START RECORDS FOR PROCESSING
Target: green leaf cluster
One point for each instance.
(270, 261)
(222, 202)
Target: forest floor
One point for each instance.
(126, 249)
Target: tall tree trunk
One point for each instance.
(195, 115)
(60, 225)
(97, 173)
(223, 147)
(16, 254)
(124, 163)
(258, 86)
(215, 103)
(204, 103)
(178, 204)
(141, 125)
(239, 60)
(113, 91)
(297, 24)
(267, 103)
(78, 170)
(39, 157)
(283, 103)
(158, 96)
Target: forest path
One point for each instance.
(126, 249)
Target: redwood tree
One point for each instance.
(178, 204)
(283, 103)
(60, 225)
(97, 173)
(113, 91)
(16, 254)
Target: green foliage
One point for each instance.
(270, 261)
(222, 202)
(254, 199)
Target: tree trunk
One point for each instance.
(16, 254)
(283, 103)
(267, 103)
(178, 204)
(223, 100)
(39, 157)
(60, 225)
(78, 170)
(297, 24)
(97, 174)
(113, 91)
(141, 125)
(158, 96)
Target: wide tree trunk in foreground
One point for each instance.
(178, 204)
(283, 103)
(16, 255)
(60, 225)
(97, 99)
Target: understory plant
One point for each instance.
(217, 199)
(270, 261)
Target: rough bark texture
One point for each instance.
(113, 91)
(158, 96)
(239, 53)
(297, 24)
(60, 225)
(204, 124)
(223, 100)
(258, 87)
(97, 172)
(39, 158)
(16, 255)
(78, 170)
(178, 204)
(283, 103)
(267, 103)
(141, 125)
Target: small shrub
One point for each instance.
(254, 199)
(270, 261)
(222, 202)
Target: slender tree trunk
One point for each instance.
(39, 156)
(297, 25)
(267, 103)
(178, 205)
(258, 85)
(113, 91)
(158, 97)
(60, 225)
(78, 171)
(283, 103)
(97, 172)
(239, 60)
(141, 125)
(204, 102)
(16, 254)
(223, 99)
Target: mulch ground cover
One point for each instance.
END RECORDS FOR PROCESSING
**EXERCISE REQUIREMENTS**:
Set every line of the material above into a numbered list, leaving out any blank lines.

**WRITTEN RESPONSE**:
1. Target: green leaf cluster
2. One point for each instance.
3. (270, 261)
4. (222, 202)
5. Target: forest floor
6. One point for each instance.
7. (126, 249)
8. Target: tall tree trunk
9. One point for each instance.
10. (195, 115)
11. (60, 225)
12. (97, 173)
13. (223, 147)
14. (16, 254)
15. (124, 163)
16. (258, 86)
17. (215, 103)
18. (204, 103)
19. (178, 204)
20. (141, 125)
21. (239, 60)
22. (113, 91)
23. (297, 24)
24. (267, 103)
25. (78, 170)
26. (39, 157)
27. (283, 103)
28. (158, 96)
29. Target: forest path
30. One point for each instance.
31. (126, 249)
32. Target: redwood tree
33. One point for each instance.
34. (178, 204)
35. (283, 103)
36. (60, 225)
37. (97, 173)
38. (113, 91)
39. (16, 254)
40. Target: green foliage
41. One point for each instance.
42. (270, 261)
43. (222, 202)
44. (254, 199)
45. Target: tree trunk
46. One point for each instance.
47. (16, 254)
48. (283, 103)
49. (267, 103)
50. (178, 204)
51. (223, 100)
52. (39, 157)
53. (60, 225)
54. (78, 170)
55. (297, 24)
56. (97, 174)
57. (113, 91)
58. (141, 125)
59. (158, 96)
60. Target: wide tree trunk in foreground
61. One point for each instance.
62. (178, 204)
63. (283, 103)
64. (16, 255)
65. (60, 225)
66. (97, 99)
67. Target: understory plant
68. One point for each instance.
69. (217, 199)
70. (270, 261)
71. Target: rough bark texture
72. One point for each instance.
73. (113, 91)
74. (158, 96)
75. (239, 53)
76. (297, 24)
77. (60, 225)
78. (204, 124)
79. (223, 100)
80. (258, 87)
81. (97, 172)
82. (39, 158)
83. (16, 255)
84. (78, 170)
85. (178, 204)
86. (283, 103)
87. (267, 103)
88. (141, 125)
89. Target: small shrub
90. One point for each instance.
91. (254, 199)
92. (270, 261)
93. (222, 202)
94. Target: slender tree trunk
95. One point for each instance.
96. (39, 156)
97. (297, 25)
98. (267, 103)
99. (178, 205)
100. (258, 85)
101. (113, 91)
102. (158, 97)
103. (60, 225)
104. (78, 171)
105. (283, 103)
106. (97, 172)
107. (239, 60)
108. (141, 125)
109. (204, 102)
110. (16, 254)
111. (223, 99)
112. Target: mulch ground cover
113. One point for each instance.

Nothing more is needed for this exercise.